Information given →
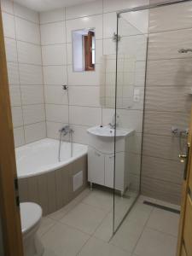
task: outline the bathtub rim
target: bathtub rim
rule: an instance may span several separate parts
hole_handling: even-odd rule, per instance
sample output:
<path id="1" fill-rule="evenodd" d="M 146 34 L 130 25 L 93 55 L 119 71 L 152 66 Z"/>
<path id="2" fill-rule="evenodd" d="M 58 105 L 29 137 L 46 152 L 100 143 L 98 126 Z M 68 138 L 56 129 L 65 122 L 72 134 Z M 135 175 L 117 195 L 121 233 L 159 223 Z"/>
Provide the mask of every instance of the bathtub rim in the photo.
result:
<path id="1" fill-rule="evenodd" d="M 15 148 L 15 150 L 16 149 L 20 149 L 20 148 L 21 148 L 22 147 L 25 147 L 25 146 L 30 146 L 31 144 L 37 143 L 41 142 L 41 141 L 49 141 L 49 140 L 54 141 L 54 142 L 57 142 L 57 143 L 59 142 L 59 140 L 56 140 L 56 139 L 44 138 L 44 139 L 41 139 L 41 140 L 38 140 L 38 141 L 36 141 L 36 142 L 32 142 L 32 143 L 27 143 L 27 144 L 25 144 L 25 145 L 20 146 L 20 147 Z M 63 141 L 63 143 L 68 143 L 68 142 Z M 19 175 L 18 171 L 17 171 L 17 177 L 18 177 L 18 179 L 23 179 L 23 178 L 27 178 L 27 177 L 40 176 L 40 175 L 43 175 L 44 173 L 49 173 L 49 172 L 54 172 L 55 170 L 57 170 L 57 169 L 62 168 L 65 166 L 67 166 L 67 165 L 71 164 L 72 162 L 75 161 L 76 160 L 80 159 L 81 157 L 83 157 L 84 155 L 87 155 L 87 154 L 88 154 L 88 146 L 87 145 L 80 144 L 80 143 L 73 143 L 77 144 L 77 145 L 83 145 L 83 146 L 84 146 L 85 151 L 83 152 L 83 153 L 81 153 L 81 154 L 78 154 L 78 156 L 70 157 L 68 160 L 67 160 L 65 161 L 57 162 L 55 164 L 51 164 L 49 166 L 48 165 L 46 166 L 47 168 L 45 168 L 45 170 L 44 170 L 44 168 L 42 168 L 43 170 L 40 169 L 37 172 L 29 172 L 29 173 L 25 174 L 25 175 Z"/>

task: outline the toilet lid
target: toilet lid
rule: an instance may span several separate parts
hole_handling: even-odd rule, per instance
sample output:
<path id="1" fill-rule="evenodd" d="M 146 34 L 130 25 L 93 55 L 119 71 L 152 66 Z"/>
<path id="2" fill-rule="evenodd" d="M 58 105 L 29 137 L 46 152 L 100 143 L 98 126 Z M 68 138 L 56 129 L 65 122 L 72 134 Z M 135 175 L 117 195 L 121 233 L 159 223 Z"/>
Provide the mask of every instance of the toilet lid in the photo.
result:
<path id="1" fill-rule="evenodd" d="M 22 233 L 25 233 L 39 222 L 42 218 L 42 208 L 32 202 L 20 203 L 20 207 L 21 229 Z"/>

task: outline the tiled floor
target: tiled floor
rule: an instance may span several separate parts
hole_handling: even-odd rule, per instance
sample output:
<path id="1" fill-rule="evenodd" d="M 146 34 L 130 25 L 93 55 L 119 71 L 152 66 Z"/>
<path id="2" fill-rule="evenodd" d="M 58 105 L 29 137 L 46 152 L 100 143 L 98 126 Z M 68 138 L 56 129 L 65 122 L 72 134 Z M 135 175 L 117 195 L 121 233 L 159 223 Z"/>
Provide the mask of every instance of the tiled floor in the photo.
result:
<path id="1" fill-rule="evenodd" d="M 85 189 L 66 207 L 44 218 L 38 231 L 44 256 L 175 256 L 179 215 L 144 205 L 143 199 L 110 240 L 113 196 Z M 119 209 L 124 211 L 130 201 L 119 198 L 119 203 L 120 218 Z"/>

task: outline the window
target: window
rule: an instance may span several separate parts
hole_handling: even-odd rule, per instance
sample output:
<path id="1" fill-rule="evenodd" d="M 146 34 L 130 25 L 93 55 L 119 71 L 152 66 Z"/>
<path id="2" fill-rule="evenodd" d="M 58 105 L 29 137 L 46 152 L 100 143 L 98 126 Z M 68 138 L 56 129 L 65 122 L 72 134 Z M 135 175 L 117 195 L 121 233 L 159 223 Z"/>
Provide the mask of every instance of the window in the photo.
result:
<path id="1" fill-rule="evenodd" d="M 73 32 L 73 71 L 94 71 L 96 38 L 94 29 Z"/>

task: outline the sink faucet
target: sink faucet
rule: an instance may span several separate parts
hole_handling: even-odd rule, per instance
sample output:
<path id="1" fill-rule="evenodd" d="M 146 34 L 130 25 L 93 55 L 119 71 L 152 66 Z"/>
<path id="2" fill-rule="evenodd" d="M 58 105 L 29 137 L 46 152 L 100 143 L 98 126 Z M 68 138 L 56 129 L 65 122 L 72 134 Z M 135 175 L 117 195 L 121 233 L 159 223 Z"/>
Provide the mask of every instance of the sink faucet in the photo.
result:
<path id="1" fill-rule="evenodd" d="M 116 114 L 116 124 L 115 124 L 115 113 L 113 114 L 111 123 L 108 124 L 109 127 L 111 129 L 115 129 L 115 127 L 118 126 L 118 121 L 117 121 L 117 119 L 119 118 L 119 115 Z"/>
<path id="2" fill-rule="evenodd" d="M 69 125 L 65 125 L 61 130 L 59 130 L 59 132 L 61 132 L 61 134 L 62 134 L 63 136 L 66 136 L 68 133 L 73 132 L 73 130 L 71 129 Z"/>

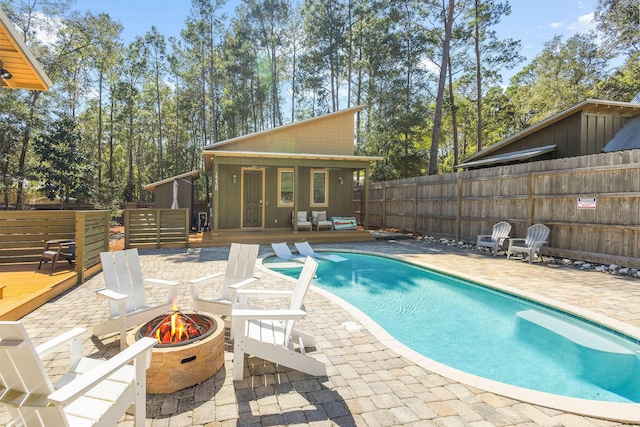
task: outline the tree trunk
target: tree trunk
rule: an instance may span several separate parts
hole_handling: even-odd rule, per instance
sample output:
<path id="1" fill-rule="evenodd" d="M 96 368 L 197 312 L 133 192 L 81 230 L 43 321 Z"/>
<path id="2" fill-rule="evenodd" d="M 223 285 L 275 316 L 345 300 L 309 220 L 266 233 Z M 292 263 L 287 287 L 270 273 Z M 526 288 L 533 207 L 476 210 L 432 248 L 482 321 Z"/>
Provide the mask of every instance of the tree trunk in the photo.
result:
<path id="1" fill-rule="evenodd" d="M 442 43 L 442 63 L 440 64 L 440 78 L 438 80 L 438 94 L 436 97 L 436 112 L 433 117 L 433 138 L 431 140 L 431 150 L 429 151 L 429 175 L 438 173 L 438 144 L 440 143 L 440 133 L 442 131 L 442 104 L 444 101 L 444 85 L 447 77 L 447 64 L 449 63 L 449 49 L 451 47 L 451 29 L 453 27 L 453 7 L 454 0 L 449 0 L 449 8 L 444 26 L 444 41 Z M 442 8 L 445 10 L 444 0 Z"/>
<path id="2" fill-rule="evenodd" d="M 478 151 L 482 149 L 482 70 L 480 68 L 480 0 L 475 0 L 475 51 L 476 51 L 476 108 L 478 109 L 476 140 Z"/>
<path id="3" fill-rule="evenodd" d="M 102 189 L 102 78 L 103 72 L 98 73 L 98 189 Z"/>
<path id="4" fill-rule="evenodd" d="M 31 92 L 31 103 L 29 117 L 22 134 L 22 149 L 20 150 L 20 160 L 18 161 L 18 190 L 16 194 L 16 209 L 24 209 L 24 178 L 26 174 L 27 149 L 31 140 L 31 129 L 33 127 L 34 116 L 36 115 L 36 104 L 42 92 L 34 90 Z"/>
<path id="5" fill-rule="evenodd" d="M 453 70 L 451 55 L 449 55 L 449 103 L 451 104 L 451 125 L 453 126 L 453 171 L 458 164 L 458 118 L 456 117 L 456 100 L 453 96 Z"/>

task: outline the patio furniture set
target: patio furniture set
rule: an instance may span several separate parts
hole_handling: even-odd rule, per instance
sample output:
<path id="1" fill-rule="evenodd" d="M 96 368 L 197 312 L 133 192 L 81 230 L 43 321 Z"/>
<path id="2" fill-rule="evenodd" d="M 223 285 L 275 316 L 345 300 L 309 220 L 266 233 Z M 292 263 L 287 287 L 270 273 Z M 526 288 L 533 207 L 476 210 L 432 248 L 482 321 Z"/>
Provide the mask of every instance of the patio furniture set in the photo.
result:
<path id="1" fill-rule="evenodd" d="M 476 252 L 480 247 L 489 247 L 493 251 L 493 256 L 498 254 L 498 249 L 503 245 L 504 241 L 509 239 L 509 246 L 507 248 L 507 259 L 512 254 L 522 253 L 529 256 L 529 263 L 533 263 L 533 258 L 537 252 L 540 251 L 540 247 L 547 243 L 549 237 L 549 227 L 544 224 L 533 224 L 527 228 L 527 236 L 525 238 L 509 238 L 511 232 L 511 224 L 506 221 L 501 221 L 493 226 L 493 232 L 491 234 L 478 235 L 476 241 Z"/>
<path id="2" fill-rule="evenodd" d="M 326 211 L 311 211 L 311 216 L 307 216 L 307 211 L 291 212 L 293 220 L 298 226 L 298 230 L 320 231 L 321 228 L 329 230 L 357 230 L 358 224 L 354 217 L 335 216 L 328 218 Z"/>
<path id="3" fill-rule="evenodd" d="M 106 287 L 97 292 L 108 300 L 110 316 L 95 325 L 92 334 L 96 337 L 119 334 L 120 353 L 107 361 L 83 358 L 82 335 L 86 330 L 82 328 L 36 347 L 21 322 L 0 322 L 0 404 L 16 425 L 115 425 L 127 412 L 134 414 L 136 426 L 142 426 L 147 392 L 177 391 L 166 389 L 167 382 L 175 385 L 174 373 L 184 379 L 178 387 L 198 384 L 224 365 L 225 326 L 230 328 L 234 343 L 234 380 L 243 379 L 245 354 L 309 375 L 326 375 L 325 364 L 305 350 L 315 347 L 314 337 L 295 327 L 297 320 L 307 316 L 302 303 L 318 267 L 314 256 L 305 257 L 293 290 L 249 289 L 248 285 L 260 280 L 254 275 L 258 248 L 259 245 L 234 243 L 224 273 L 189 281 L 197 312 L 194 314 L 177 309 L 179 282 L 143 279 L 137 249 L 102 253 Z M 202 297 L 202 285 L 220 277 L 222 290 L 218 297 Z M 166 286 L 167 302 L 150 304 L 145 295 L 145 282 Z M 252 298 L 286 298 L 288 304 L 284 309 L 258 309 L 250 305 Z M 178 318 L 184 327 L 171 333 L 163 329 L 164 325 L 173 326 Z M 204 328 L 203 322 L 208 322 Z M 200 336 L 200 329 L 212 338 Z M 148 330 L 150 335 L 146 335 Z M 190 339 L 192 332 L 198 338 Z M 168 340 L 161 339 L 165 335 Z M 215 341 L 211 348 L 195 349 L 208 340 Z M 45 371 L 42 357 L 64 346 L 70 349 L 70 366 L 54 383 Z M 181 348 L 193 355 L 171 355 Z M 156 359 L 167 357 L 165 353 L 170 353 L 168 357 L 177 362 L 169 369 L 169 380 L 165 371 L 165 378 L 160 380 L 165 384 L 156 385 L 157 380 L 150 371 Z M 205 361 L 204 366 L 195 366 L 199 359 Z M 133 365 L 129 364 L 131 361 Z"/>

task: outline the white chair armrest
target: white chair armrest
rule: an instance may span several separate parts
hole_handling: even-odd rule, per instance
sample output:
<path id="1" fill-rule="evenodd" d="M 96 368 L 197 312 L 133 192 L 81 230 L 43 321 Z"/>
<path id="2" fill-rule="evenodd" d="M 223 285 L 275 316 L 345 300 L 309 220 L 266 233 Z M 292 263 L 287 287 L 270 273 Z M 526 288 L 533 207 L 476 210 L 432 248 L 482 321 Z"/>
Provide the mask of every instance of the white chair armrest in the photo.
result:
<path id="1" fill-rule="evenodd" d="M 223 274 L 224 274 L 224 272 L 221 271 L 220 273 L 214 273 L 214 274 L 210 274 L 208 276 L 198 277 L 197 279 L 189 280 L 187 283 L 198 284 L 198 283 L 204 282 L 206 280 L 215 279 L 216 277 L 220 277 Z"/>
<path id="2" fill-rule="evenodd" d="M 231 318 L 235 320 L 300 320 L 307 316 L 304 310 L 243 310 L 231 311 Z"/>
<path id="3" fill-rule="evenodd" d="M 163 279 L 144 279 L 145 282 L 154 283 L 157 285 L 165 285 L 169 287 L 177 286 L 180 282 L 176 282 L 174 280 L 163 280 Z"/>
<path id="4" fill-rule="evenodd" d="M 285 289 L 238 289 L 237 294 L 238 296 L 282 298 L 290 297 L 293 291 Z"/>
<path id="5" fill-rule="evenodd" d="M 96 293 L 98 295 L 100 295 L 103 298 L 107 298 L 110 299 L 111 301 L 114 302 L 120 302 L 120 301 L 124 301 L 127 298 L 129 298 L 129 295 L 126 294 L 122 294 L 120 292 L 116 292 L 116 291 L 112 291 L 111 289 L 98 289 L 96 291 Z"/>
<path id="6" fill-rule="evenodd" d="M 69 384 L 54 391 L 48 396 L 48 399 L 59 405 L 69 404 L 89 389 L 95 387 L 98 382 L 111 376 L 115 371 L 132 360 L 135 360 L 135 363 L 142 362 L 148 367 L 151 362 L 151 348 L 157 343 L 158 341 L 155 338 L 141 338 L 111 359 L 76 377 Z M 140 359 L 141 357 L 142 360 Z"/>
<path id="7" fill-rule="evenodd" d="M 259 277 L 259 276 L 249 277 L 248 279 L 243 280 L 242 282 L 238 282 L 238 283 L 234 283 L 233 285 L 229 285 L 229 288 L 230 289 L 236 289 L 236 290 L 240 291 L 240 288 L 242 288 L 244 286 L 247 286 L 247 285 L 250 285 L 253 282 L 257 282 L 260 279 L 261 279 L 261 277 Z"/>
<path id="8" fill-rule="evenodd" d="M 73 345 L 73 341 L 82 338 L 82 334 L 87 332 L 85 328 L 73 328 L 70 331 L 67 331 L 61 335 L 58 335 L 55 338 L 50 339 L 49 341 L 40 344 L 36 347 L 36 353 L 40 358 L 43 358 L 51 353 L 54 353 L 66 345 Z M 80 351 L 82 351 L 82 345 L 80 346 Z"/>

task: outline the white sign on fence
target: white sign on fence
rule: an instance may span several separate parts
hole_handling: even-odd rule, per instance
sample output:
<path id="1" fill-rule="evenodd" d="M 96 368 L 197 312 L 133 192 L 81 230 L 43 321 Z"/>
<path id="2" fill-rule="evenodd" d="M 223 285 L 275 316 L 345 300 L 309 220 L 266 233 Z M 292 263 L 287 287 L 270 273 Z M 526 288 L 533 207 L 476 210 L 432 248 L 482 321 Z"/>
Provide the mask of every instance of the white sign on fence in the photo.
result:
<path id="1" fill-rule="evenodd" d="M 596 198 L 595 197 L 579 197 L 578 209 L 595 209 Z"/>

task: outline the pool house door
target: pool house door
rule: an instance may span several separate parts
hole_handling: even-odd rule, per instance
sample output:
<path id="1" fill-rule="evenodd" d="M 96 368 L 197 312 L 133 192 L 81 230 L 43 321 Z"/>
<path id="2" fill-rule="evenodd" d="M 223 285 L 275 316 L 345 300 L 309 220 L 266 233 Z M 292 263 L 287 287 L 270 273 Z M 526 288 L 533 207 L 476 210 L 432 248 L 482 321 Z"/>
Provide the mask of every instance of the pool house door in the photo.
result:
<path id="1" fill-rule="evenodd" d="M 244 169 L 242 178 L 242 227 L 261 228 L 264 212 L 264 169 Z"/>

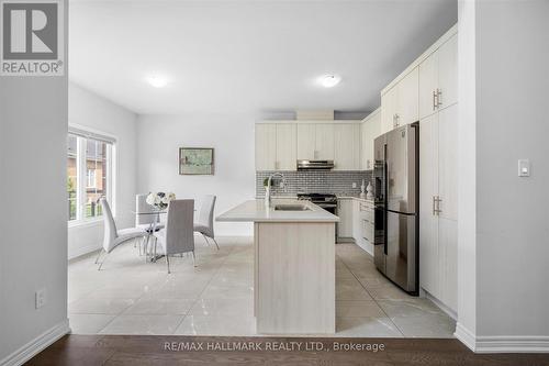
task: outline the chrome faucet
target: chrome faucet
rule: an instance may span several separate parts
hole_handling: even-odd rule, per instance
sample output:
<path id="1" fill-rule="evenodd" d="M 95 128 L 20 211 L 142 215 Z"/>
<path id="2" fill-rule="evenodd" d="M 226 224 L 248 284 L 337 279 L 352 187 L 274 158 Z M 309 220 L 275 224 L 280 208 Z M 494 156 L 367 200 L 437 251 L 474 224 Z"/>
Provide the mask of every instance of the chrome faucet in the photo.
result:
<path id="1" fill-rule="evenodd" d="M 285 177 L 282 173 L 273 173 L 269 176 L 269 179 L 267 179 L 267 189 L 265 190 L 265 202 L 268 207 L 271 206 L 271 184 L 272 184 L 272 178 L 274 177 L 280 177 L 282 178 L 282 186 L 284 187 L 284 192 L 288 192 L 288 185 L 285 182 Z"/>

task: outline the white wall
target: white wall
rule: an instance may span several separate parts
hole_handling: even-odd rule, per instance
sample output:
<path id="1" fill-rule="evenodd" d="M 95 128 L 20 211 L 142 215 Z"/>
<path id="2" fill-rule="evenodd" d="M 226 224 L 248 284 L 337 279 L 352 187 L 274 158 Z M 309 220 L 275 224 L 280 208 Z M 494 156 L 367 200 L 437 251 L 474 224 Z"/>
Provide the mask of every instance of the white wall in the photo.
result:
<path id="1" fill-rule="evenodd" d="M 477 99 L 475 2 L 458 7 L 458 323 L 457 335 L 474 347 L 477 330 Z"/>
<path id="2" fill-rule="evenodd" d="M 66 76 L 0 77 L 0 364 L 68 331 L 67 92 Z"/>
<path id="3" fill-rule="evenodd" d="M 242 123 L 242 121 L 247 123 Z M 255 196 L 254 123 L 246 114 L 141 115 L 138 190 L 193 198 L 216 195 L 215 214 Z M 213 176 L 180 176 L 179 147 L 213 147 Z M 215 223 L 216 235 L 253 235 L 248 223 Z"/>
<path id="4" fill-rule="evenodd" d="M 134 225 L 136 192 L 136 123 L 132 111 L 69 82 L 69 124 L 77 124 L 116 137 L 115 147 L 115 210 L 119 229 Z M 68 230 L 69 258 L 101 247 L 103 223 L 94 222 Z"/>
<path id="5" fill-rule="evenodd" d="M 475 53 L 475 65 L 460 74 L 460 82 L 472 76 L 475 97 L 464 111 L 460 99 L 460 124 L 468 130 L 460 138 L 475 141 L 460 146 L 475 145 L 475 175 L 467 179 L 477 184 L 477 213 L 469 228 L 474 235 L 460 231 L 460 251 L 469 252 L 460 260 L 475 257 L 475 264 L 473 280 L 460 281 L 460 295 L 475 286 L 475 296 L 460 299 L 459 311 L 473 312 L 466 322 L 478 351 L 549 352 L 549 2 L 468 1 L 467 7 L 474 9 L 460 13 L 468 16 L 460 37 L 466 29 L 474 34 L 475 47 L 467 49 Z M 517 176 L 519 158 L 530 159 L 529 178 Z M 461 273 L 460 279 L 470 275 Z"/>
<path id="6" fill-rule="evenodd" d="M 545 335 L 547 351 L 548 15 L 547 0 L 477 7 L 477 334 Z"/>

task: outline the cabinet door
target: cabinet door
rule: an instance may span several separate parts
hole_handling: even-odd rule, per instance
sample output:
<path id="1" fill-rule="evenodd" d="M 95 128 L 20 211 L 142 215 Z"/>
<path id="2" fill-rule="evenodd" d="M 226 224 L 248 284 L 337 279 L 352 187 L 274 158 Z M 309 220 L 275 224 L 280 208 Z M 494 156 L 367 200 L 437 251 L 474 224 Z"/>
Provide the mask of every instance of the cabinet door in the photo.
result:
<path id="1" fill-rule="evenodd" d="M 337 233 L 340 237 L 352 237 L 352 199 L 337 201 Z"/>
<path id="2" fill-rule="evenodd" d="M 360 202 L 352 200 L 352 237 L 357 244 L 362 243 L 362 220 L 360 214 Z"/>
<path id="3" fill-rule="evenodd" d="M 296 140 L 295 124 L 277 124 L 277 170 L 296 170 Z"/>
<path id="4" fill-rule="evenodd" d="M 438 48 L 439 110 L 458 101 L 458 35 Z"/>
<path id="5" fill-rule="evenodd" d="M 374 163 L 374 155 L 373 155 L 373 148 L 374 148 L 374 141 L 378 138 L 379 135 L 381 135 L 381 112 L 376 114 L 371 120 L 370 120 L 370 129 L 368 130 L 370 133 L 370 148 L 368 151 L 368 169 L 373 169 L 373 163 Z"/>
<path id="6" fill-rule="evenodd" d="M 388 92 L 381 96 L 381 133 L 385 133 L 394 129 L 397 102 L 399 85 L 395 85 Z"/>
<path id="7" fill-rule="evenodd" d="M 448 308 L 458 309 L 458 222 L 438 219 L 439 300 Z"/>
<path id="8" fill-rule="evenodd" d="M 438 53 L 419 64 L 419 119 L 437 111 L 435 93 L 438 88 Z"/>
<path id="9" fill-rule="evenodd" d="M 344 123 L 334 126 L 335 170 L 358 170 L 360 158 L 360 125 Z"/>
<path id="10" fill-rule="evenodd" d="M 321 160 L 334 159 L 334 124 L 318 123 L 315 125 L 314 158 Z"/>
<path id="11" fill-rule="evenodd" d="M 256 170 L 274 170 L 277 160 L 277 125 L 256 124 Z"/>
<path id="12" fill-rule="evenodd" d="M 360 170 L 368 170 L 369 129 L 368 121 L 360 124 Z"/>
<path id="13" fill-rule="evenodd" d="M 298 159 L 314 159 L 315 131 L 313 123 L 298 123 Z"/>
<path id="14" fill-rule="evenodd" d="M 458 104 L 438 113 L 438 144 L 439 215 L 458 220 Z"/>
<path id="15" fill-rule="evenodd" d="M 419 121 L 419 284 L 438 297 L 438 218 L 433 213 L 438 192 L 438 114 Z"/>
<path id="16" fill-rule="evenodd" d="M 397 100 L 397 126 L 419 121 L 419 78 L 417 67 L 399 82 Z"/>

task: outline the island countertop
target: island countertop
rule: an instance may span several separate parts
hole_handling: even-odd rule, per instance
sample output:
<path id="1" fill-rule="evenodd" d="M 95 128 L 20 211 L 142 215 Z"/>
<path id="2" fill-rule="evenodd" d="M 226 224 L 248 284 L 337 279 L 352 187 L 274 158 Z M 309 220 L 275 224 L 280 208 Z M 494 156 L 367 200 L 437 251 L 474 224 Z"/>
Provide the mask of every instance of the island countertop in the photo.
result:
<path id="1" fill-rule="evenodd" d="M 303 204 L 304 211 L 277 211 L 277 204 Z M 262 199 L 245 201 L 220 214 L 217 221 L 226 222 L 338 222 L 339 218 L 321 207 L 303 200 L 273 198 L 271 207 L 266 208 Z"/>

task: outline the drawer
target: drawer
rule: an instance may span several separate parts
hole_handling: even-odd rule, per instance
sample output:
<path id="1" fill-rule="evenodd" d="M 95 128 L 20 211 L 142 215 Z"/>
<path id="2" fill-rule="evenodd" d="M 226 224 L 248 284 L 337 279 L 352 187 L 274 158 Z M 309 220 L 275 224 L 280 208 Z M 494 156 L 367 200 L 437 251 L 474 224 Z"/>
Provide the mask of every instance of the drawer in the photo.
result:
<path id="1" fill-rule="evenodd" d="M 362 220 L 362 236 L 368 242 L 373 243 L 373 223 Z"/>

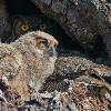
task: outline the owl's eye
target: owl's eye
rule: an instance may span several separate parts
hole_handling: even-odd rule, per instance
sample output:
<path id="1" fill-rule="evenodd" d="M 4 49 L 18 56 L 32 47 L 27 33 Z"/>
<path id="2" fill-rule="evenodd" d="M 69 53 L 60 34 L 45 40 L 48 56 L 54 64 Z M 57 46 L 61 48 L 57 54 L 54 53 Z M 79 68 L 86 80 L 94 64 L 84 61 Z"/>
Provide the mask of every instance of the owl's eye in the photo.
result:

Work required → Please copy the item lines word for word, beginning with the line containing "task: outline the chrome faucet" and continuing through the line containing "285 177 L 282", with both of those lines included.

Exercise response →
task: outline the chrome faucet
target: chrome faucet
rule: an instance may span several separate parts
hole_handling: even-odd rule, per instance
sample output:
<path id="1" fill-rule="evenodd" d="M 95 128 L 20 211 L 142 215 Z"/>
<path id="2" fill-rule="evenodd" d="M 226 224 L 248 284 L 337 279 L 352 187 L 274 158 Z M 309 220 L 275 224 L 280 208 Z M 494 156 L 367 200 L 437 251 L 474 224 Z"/>
Provide the mask of every instance of the chrome faucet in the photo.
result:
<path id="1" fill-rule="evenodd" d="M 285 177 L 282 173 L 273 173 L 269 176 L 269 179 L 267 179 L 267 189 L 265 190 L 265 202 L 268 207 L 271 206 L 271 184 L 272 184 L 272 178 L 274 177 L 280 177 L 282 178 L 282 186 L 284 187 L 284 192 L 288 192 L 288 185 L 285 182 Z"/>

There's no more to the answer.